Directions ▸
A – In the Fibonacci retracement text, at which retracement level did the price close on August 31, 2024, setting up the long trade?
B – Reproduce the Fibonacci retracement text from "- This outcome" up to and including "to minimize risk.".

Cryptocurrency market
The cryptocurrency market is renowned for its high volatility, with prices capable of dramatic swings in short time frames. Influenced by factors such as technological developments, regulatory news, market sentiment, and speculative trading, cryptocurrencies can experience rapid and significant price movements.
- Application of Fibonacci Retracement: In this highly volatile market, Fibonacci retracement becomes essential for navigating extreme fluctuations. Traders rely on retracement levels to identify strategic entry and exit points, as these levels can signal critical reversal points amid unpredictable price action.
- Risk Management: The extreme volatility necessitates wider stop-loss and take-profit orders. Traders must dynamically adjust their strategies to respond to rapid market changes, using Fibonacci levels as a guide for potential market behavior.

Fibonacci Retracement in Uptrend
In an uptrend, Fibonacci retracement levels are used to find areas where the price might pull back (retrace) before continuing the upward move. Fibonacci extension levels are used to find areas where the price might extend after breaking out.
How to use Fibonacci in an Uptrend:
- Retracement Levels (23.6%, 38.2%, 50%, 61.8%): These levels act as potential support levels when the price pulls back.
- Extension Levels (127.2%, 161.8%): These are used as potential target levels when the price continues in the direction of the trend.
Failed long trade in an Uptrend

Analysis
- On August 31, 2024, the price closed at the 38.2% Fibonacci retracement level, prompting a long trade setup. This level is often considered a key support zone in technical analysis.
- Despite the promising setup and alignment with Fibonacci retracement levels, the trade failed due to market conditions or unexpected price movements.
- This outcome underscores the importance of risk management and protecting capital, as even well-prepared setups can lead to losses.
Trade Setup
- Entry: A buy signal was generated on August 31, 2024, when the price reached the 38.2% Fibonacci retracement level, suggesting a potential reversal or continuation of the trend.
- Stop Loss: Traders should have implemented a stop-loss mechanism based on indicators like Average True Range (ATR), recent swing lows, or other relevant criteria to minimize risk.
- Exit: The trade would have been exited upon hitting the stop-loss or if the price failed to hold above the Fibonacci retracement level.

Entries provided ▸
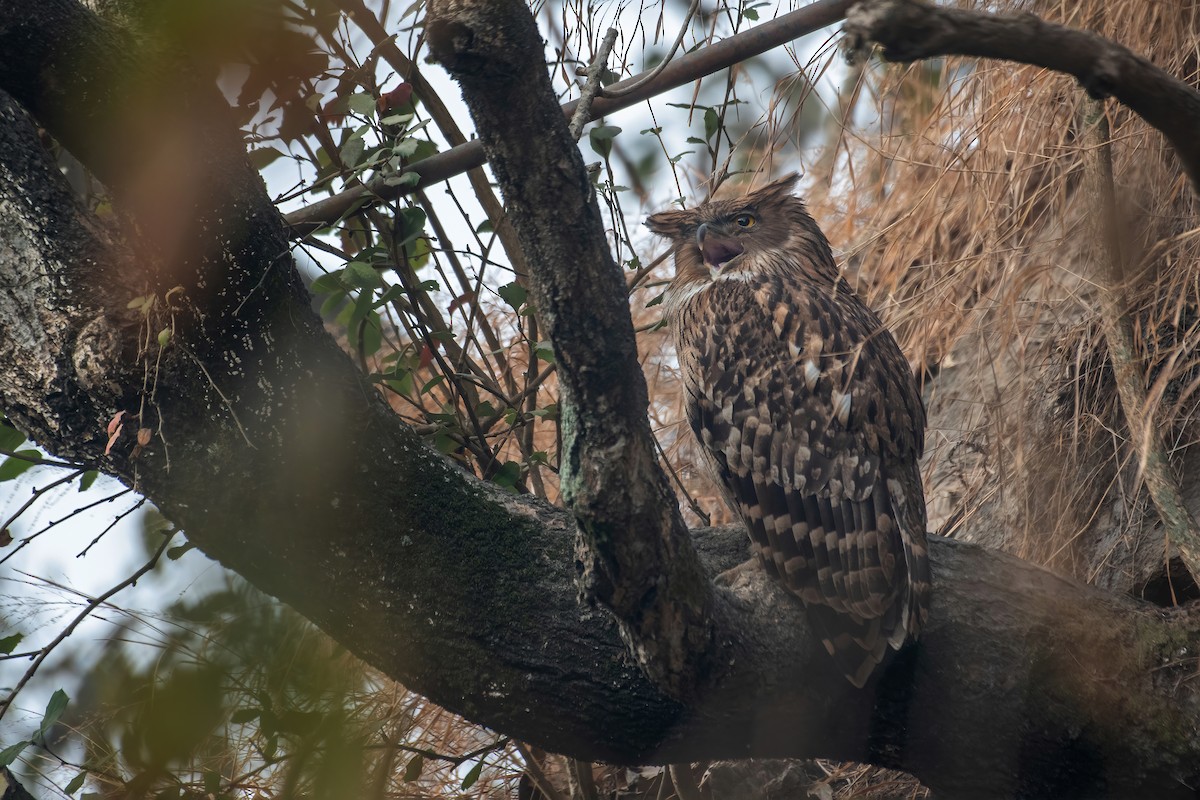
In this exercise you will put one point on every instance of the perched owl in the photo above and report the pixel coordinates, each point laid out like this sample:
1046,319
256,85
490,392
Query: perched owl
808,414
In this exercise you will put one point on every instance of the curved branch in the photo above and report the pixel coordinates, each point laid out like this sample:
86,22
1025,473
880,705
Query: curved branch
1025,684
639,559
910,30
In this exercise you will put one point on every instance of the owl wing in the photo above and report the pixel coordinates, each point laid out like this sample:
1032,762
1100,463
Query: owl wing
814,426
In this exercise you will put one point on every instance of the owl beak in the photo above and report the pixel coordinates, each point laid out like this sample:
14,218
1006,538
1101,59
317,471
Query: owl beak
718,251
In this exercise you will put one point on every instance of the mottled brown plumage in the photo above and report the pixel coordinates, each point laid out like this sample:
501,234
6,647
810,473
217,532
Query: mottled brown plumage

In response ▸
A – The 38.2% Fibonacci retracement level.

B –
- This outcome underscores the importance of risk management and protecting capital, as even well-prepared setups can lead to losses.
Trade Setup
- Entry: A buy signal was generated on August 31, 2024, when the price reached the 38.2% Fibonacci retracement level, suggesting a potential reversal or continuation of the trend.
- Stop Loss: Traders should have implemented a stop-loss mechanism based on indicators like Average True Range (ATR), recent swing lows, or other relevant criteria to minimize risk.